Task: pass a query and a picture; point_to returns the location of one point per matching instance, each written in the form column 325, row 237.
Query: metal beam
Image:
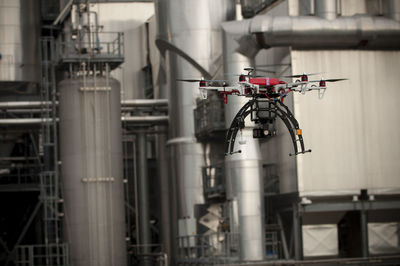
column 351, row 206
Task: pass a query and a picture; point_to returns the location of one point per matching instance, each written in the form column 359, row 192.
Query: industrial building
column 107, row 159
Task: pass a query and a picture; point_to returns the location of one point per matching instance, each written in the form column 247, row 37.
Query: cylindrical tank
column 91, row 155
column 19, row 42
column 243, row 170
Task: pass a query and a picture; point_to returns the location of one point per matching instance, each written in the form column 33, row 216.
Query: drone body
column 266, row 104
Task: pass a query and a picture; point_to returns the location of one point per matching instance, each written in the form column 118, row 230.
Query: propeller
column 304, row 74
column 247, row 75
column 265, row 71
column 329, row 80
column 198, row 80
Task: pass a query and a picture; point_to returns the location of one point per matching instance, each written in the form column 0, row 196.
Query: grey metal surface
column 143, row 197
column 243, row 170
column 146, row 119
column 325, row 9
column 124, row 103
column 351, row 131
column 193, row 27
column 144, row 102
column 393, row 9
column 306, row 32
column 19, row 41
column 91, row 155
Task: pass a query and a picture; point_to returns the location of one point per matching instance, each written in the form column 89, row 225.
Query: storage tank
column 19, row 42
column 91, row 155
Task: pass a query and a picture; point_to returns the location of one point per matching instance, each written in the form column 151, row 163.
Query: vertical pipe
column 393, row 9
column 364, row 232
column 244, row 169
column 326, row 9
column 143, row 199
column 297, row 233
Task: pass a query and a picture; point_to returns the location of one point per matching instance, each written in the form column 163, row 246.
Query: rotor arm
column 237, row 123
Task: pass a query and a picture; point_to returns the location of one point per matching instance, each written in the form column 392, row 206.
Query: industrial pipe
column 129, row 119
column 306, row 32
column 124, row 103
column 325, row 9
column 143, row 196
column 144, row 102
column 243, row 170
column 20, row 104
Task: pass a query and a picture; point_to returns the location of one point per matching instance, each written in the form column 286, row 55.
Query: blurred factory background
column 106, row 159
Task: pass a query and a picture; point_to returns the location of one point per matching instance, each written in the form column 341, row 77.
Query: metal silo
column 91, row 154
column 19, row 42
• • • •
_CONSIGNES_.
Reprenez toute la liste ci-dessus en remplaçant « propeller » par « rotor blade », sans rien changer d'autre. Omettez les images dans votre réponse.

_RÉPONSE_.
Task: pass a query and a picture; point_to returns the location of one point per matching instance, each written in the form column 325, row 237.
Query: metal beam
Image:
column 351, row 206
Task: pass a query and a picture; point_to returns the location of one point per matching instance, each written in the form column 359, row 192.
Query: industrial building
column 107, row 159
Task: pass a query and a picture; point_to returns the location of one point per matching instance, each written in the form column 247, row 37.
Query: cylindrical tank
column 91, row 155
column 19, row 42
column 243, row 170
Task: pass a query and a picture; point_to returns the location of one point per matching instance, each written in the form column 33, row 216.
Query: drone body
column 266, row 104
Task: pass a query and a picture; point_to returns the location of one point per matching instance, each written in the form column 118, row 230.
Query: rotor blade
column 304, row 74
column 247, row 75
column 265, row 71
column 329, row 80
column 198, row 80
Task: pass a query and a picture; point_to returns the location of one point per matching instance, each written in the form column 0, row 196.
Query: grey metal surface
column 143, row 197
column 243, row 170
column 146, row 119
column 325, row 9
column 124, row 103
column 351, row 131
column 193, row 27
column 144, row 102
column 393, row 9
column 306, row 32
column 19, row 41
column 91, row 155
Task: pass a query and a picture; point_to returns the location of one point per matching instance, each written in the form column 89, row 225.
Query: storage tank
column 19, row 42
column 91, row 155
Task: pass a query and a picture; point_to returns the location of one point per matching instance, each written in the form column 151, row 163.
Query: vertical pipe
column 393, row 9
column 364, row 232
column 244, row 169
column 326, row 9
column 143, row 199
column 297, row 233
Task: pass a query and a picture; point_to returns the location of one point per matching instance, each written in the form column 163, row 246.
Query: rotor arm
column 237, row 123
Task: pass a query and a picture; point_to returns the location of one point per matching instance, each written in the form column 392, row 206.
Query: industrial pipe
column 129, row 119
column 306, row 32
column 124, row 103
column 325, row 9
column 143, row 196
column 144, row 102
column 243, row 170
column 20, row 104
Task: pass a query and a picture; point_to returns the location of one point per matching instance, each written in the form column 286, row 55.
Query: blurred factory background
column 106, row 159
Task: pass a query and a picture; point_to returns the location of one point per matching instance, each written in the form column 341, row 77.
Query: metal silo
column 91, row 154
column 19, row 42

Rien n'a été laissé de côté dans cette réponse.